Extracted entries -
═══
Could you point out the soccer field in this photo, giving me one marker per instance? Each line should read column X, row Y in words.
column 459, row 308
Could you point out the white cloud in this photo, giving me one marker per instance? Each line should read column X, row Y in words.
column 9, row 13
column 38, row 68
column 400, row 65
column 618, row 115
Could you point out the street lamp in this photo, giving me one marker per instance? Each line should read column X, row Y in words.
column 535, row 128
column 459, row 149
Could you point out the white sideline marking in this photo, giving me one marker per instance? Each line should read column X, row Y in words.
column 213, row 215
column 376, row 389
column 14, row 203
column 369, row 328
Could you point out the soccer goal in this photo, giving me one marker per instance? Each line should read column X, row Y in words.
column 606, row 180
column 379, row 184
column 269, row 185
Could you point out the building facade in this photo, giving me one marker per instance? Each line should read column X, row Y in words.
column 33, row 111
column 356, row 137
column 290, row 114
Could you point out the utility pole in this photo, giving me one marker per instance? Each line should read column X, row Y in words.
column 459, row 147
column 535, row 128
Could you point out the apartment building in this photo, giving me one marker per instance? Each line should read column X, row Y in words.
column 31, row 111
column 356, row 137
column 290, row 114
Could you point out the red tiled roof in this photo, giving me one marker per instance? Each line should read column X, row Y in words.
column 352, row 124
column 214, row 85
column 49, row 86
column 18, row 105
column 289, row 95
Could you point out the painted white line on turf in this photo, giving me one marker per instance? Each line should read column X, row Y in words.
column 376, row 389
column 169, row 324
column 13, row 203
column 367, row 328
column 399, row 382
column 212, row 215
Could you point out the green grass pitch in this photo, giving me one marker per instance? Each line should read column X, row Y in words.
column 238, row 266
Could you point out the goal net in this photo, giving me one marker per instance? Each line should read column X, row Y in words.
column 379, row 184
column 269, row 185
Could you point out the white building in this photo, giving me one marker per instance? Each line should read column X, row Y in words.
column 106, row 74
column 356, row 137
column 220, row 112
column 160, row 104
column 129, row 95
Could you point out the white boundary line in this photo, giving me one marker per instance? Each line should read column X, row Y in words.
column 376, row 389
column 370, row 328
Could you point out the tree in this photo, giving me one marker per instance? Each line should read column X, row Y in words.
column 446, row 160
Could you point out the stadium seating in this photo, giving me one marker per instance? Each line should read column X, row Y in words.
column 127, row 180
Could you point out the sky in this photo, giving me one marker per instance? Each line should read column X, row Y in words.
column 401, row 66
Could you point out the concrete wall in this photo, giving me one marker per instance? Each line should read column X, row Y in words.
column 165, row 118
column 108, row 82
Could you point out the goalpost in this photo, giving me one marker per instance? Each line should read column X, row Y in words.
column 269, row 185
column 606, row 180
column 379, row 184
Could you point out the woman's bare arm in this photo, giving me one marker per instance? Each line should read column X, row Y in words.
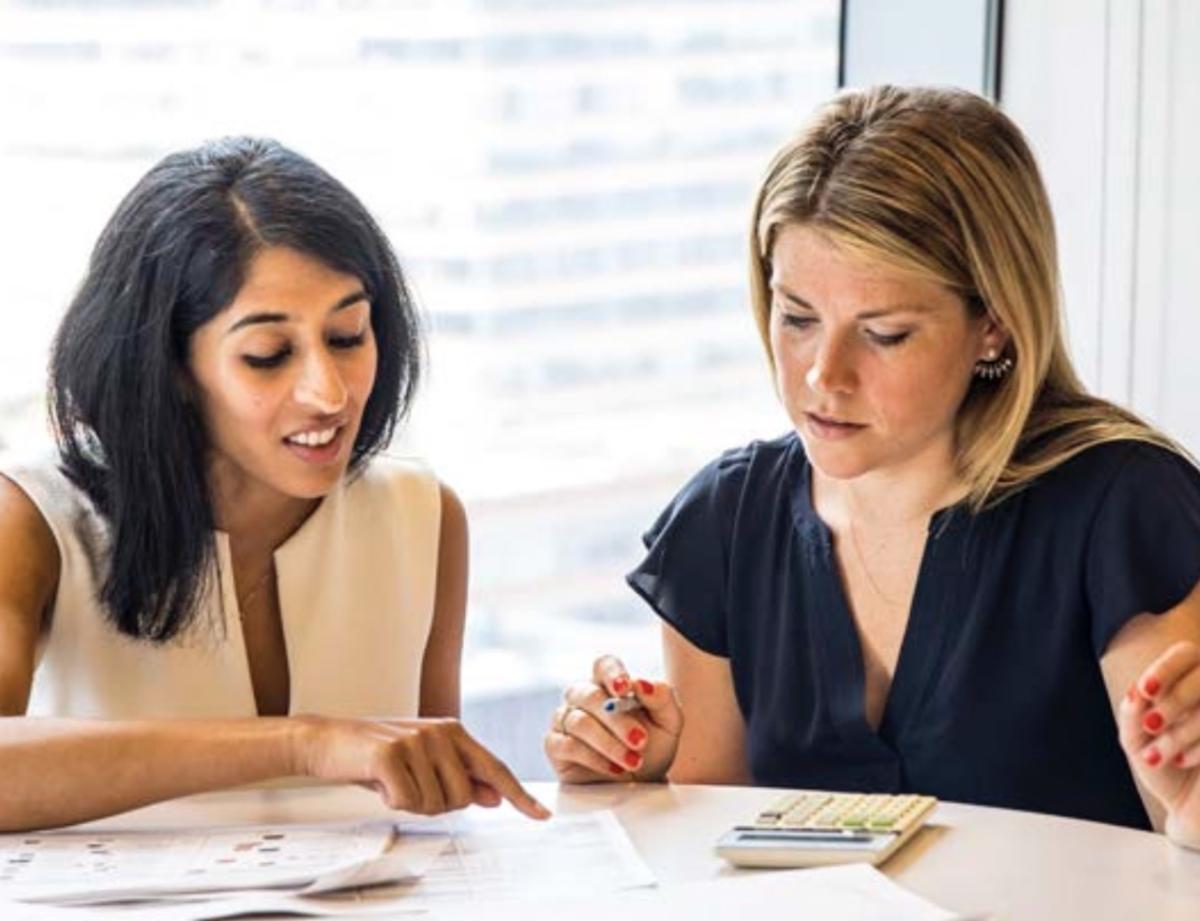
═══
What you need to do -
Make a word-for-word copy of the records above, excluding all pictures.

Expected output -
Could you point out the soccer field in this photo, giving me one marker per instance? Each line should read column X, row Y in words.
column 459, row 308
Could you point out the white cloud in this photo, giving me one marker per instance? Each line should read column X, row Y in words.
column 9, row 13
column 38, row 68
column 400, row 65
column 618, row 115
Could you point out the street lamp in this photo, giving me one marker per instance? Each line should read column X, row Y in words.
column 535, row 128
column 459, row 149
Could you point out the white sideline marking in this photo, giving me one marker per instance? Each line should read column X, row Y in words.
column 213, row 215
column 376, row 389
column 14, row 203
column 369, row 328
Could you point out the soccer goal in this photo, giving me one marker per instance? Each line should read column X, row Y in words.
column 606, row 180
column 379, row 184
column 269, row 185
Could you point out the building facade in this photo, giving me one marker per instance? Each line should read column X, row Y in words.
column 33, row 111
column 356, row 137
column 290, row 114
Could you point out the utility pole in this photo, giving me one marker per instance? Each line should read column X, row Y in words.
column 459, row 147
column 535, row 128
Could you point out the apartment building in this photo, giving me one marker per instance? Each line should read column X, row Y in words.
column 31, row 111
column 356, row 137
column 290, row 114
Could you point out the red tiled roof in this photo, giving me one marker per instance? Each line should read column X, row Y in words.
column 352, row 124
column 214, row 85
column 49, row 86
column 18, row 105
column 289, row 95
Could you point out the painted white line on turf in this photo, giving me one marker per instance? Each line should read column X, row Y in words.
column 376, row 389
column 169, row 324
column 13, row 203
column 367, row 328
column 399, row 382
column 212, row 215
Could you point out the green grass pitch in this photo, giving me one marker per instance? Each line should read column X, row Y in words.
column 238, row 266
Could you point out the goal net in this photo, giving me one marker per instance? Each line should read column X, row Y in words.
column 379, row 184
column 269, row 185
Could you point out the white building in this photo, giving me one marker per instance? Each line should read column X, row Y in words.
column 106, row 74
column 356, row 137
column 220, row 112
column 160, row 104
column 129, row 95
Could you point out the white boundary line in this photo, giving me one marker per instance? Each line should read column X, row Y in words.
column 376, row 389
column 370, row 328
Could you point out the tree in this photo, giving me one marker per instance? Each line should read column X, row Y in words.
column 446, row 160
Could you point out the stadium seating in this photo, giving me one marker per instance? Each line should read column X, row Y in words.
column 127, row 180
Could you point out the sky in this photo, giving me one marker per instance? Each line should read column X, row Y in words.
column 401, row 66
Could you point out the concrete wall in this photo, giving me one marker per instance? Each line should read column X, row Y in words.
column 165, row 118
column 108, row 82
Could you point out the goalpost in this photo, giving me one marker per instance? Each line should read column X, row Y in words.
column 269, row 185
column 606, row 180
column 379, row 184
Could you point out the woman's bare arm in this photo, giving me one marker per instance? Each line should read column X, row Y in words.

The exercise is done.